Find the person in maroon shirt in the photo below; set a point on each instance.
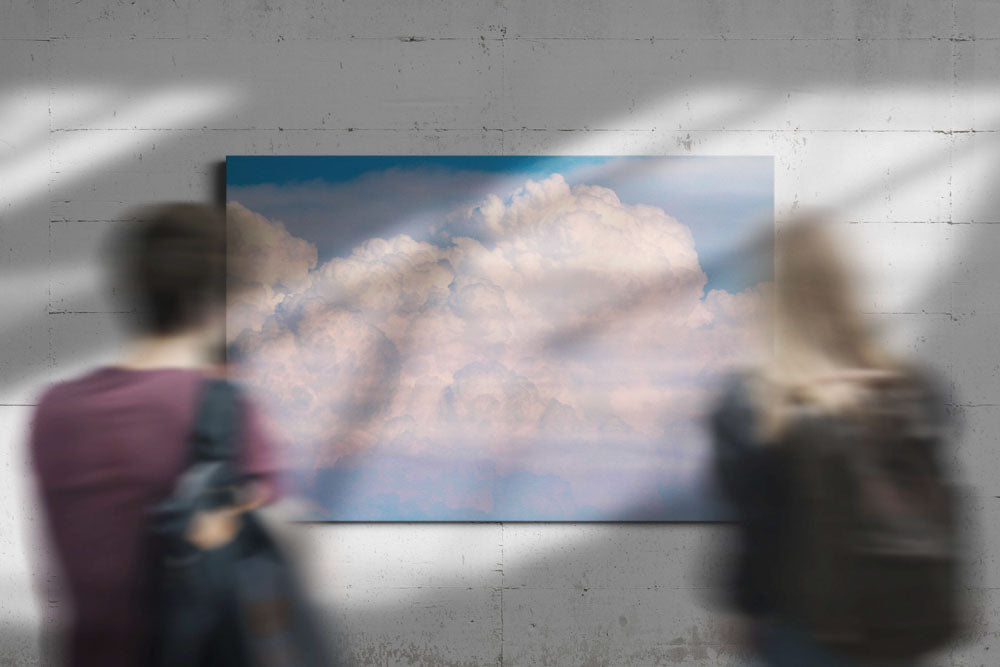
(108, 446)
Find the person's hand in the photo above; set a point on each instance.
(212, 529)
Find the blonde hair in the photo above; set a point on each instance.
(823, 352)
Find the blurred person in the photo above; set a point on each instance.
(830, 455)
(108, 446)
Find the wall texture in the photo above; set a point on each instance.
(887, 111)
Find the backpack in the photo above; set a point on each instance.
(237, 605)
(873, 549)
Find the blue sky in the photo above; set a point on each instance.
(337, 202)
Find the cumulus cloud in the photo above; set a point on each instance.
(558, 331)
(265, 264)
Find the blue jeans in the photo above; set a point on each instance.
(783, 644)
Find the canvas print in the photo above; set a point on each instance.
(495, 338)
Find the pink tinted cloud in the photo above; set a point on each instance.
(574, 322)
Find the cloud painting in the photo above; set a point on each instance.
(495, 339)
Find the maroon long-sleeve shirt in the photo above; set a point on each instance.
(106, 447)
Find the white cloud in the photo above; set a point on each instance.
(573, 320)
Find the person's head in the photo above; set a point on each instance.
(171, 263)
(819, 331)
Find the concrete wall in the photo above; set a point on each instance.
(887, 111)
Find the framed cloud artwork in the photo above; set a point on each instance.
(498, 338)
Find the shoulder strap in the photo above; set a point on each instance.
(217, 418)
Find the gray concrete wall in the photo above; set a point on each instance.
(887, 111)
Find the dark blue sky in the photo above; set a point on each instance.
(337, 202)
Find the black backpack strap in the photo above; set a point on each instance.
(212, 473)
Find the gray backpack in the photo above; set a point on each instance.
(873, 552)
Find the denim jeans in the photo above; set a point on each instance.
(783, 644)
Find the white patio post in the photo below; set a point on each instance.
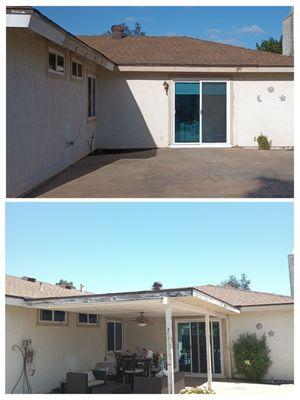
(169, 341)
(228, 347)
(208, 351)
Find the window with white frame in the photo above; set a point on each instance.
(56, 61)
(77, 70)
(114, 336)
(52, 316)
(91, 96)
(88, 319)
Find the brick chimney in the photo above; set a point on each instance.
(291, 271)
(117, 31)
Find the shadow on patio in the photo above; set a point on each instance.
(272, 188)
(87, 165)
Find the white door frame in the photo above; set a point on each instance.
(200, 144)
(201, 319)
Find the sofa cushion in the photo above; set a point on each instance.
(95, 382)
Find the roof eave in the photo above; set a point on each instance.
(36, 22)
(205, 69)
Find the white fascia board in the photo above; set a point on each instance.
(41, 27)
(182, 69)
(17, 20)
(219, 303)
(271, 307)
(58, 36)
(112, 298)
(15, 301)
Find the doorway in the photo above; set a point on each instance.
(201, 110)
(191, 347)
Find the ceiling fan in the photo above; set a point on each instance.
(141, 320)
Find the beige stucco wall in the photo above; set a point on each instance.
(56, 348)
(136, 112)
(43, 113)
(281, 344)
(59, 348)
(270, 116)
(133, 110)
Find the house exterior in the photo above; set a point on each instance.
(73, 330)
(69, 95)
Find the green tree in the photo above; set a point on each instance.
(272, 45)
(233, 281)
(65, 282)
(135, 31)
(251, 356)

++++

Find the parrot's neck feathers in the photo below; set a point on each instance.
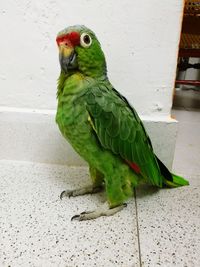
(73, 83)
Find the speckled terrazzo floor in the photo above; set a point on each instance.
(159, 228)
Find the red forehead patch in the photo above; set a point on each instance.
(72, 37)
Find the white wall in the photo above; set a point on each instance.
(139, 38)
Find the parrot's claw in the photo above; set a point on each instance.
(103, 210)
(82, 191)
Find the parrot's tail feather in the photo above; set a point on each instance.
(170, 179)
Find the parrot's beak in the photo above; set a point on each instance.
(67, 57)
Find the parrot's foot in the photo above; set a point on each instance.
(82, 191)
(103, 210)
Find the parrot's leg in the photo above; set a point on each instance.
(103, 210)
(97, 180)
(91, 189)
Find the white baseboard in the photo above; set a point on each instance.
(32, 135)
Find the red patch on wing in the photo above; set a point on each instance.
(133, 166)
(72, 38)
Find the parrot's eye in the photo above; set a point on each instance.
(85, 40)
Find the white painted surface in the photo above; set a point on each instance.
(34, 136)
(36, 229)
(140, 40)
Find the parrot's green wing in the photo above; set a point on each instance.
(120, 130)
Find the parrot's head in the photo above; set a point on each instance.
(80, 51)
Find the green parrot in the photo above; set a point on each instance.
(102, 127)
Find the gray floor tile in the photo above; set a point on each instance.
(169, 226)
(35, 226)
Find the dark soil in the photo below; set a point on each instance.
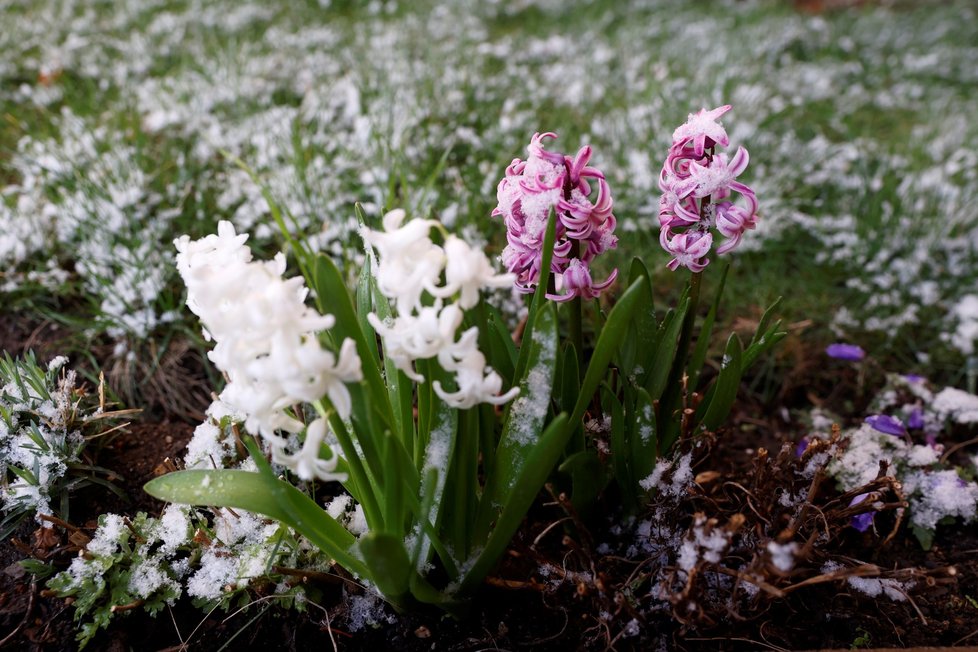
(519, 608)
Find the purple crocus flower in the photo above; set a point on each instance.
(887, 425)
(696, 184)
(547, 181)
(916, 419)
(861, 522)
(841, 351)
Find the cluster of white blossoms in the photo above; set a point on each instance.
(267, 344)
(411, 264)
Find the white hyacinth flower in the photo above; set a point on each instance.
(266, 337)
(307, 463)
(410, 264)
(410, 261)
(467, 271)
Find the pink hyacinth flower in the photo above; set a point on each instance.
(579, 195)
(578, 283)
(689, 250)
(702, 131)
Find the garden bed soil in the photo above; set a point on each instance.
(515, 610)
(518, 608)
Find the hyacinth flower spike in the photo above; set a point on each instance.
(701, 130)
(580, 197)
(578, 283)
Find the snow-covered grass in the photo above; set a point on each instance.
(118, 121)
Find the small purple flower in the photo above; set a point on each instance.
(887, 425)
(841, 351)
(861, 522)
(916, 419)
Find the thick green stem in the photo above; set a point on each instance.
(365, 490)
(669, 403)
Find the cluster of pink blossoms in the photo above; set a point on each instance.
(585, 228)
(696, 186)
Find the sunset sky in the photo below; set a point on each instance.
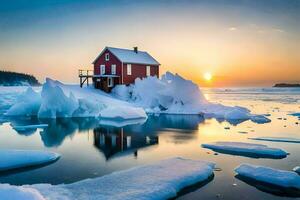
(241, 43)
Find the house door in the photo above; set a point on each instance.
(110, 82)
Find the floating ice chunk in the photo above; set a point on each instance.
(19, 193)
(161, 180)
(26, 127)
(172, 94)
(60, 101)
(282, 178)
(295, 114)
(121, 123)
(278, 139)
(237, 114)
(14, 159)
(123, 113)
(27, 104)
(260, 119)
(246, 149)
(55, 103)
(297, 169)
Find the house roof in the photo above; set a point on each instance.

++++

* _Work required_
Once the line with "Find the snow-covered" is found in the data above, reproduce it and each line after it exactly, through the line with "Find the house roof". Omit the pictures.

* _Answer to this exercise_
Find the snow-covered grass in the photo above; set a point on each instance.
(118, 121)
Find the small purple flower in the photo above; set a point on each instance.
(887, 425)
(841, 351)
(861, 522)
(916, 419)
Find the thick green stem in the photo above; set a point on each instance.
(365, 490)
(669, 403)
Find the cluster of pink blossoms in the photo above; set a point on each instance.
(585, 228)
(696, 186)
Find the sunset sky in the photo below; set a point on each instance.
(241, 43)
Find the house door in the photo above; set a point on each instance.
(110, 82)
Find the floating ice chunk in the photo above; set a point on each instance.
(19, 193)
(161, 180)
(26, 127)
(172, 94)
(60, 101)
(282, 178)
(295, 114)
(121, 123)
(278, 139)
(237, 114)
(14, 159)
(123, 113)
(27, 104)
(260, 119)
(246, 149)
(55, 103)
(297, 169)
Find the house roof in the photo above; set a point on each instance.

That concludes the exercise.